02/05/2017

maio 02, 2017

Muitos de nós estamos sempre sonhando com o futuro, desejando, almejando, esperando a grande vida acontecer, por meses, anos, décadas e décadas...; amanhã, amanhã, sempre amanhã! E na espera pelo amanhã, não temos o hoje — “Hoje não! Hoje só amanhã!”.

Quando estamos na luta por nos livrarmos de um vício, o que nos diz o especialista? “Um passo de cada vez!”, diz ele. Mas também quer dizer: Viva cada dia, cada hora, cada minuto. O ato de protelar é um vício, assim como o da espera eterna. Será preciso nos afogarmos em vício para enxergarmos que o hoje foi o amanhã de ontem e que o amanhã de hoje será sempre o hoje de amanhã?

Se descobrirmos um câncer — “Estado terminal, amigo!” (Amigo é o cão, depois de me dar uma notícia dessas!) —, caso não nos entreguemos ao desespero e à derrota, depressão inundada de toneladas de autopiedade e amargura, o que muitos de nós vão fazer? Vão correr, correr contra o tempo e procurar viver tudo de todas as maneiras; o amanhã não importará tanto a ponto de nos parar; pois poderá não existir! Então será preciso uma doença terminal para praticarmos a vida a cada minuto, para ofertarmos mais sorrisos do que ira e choro, para mais abraços do que cotoveladas? Será preciso gelar diante do sorriso de chumbo encardido da morte para nos tocar a vida?

Um belo poema em prosa de Mario Quintana, chamada “Viver”, e parte do livro Sapato florido (1948), diz no seu último parágrafo: “[...] só as crianças e os velhos conhecem a volúpia de viver dia a dia, hora a hora, e suas esperas e desejos nunca se estendem além de cinco minutos...” (2005, p.107)¹. Além de cinco minutos! Quantos minutos você leva na espera, no almejo de um desejo? Seriam apenas cinco? — ou talvez meses ou anos? Talvez espere para sempre, um sempre nunca alcançando. Mas os segundos continuam a passar e os que vêm a seguir são outros, nunca os mesmos; como no rio de Heráclito — não nos banhamos duas vezes no mesmo rio; dá segunda, o rio já é outro, e nós também.

ENUNCIADO:
Responda às perguntas sobre o trecho:
1. O que diz o especialista a quem luta para se livrar de um vício?
2. Qual é o título do poema em prosa de Mario Quintana citado, e de que livro ele faz parte?
3. Segundo a citação de Quintana, além de quantos minutos nunca se estendem as esperas e os desejos das crianças e dos velhos?

DADOS ARMAZENADOS:

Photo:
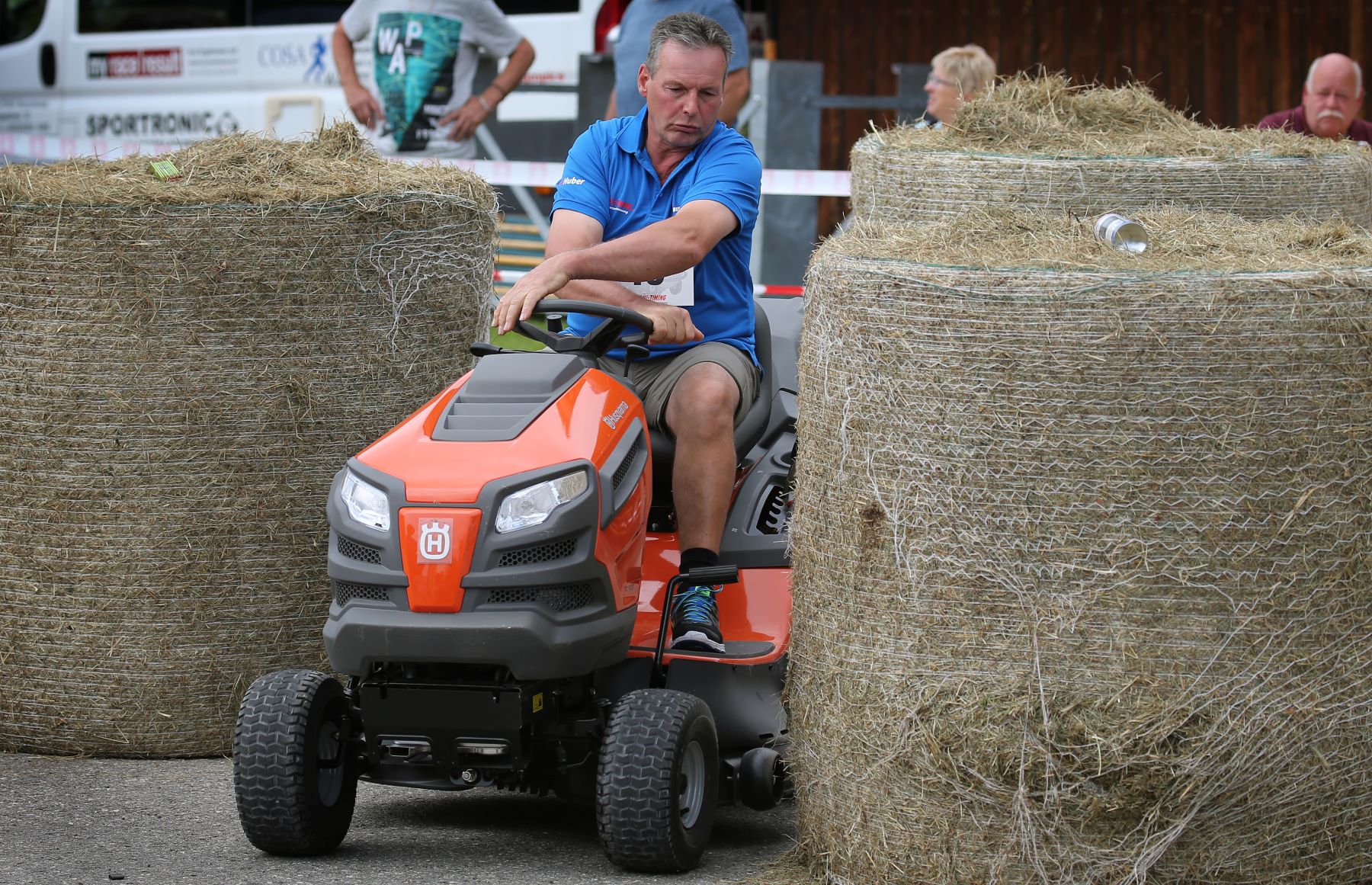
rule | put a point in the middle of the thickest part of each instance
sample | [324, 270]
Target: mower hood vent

* * *

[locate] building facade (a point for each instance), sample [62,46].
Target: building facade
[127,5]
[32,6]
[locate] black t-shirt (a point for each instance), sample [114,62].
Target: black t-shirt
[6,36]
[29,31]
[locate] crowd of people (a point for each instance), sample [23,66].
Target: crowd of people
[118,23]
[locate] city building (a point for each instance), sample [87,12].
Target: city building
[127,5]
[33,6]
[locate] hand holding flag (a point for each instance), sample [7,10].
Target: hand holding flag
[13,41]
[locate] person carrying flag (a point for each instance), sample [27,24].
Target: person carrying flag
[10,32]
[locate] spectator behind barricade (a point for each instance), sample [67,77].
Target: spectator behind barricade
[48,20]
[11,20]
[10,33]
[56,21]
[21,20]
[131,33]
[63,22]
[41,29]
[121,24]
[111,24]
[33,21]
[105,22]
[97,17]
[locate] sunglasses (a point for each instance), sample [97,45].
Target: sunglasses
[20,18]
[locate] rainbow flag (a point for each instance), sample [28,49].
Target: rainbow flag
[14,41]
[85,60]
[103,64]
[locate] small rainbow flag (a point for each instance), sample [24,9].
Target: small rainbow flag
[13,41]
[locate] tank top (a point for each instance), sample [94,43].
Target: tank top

==

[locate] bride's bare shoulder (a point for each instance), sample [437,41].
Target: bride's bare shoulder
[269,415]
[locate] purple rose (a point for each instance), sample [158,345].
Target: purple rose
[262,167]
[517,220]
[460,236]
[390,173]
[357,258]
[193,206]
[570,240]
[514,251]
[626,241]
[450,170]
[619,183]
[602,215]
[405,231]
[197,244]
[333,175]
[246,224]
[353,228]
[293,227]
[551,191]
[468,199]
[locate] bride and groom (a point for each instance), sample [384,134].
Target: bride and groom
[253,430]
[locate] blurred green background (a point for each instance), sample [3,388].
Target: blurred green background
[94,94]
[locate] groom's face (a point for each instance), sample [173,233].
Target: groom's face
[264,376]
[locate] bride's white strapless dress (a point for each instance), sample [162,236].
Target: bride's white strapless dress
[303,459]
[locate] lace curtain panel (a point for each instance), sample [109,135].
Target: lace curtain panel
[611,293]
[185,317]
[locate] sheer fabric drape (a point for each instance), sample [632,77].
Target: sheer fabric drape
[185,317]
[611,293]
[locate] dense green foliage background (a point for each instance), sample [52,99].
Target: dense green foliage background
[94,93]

RESPOSTA:
1. "Um passo de cada vez!"
2. "Viver", parte do livro Sapato florido (1948).
3. Cinco minutos.